======== Data
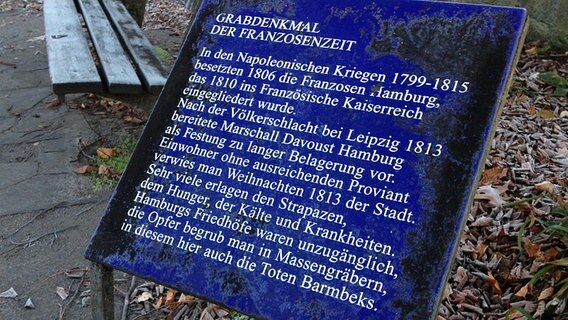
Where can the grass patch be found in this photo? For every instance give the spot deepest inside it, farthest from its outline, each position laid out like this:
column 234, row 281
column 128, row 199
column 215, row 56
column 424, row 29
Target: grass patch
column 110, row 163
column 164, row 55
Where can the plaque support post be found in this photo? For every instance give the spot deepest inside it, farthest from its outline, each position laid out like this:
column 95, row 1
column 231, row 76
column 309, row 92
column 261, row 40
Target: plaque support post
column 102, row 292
================
======== Data
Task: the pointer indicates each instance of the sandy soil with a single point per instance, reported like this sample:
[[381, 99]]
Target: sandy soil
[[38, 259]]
================
======== Data
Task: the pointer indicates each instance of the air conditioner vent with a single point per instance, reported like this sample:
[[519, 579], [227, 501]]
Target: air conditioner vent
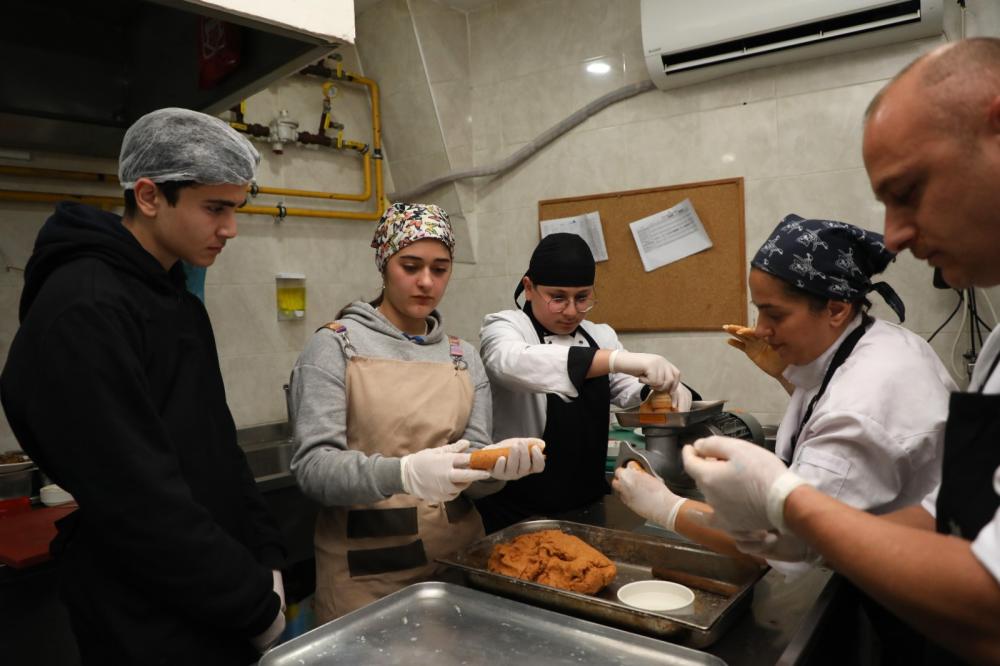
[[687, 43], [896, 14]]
================
* Prompt:
All that is wanted is a faithful reproduction of the line above with "Target: grass patch", the line with "column 95, row 1", and every line in between.

* Answer to the problem:
Target: grass patch
column 110, row 163
column 164, row 55
Where can the plaque support post be found in this photo? For every instance give the spot deepest inside it, farthest from its outline, each position laid out like this:
column 95, row 1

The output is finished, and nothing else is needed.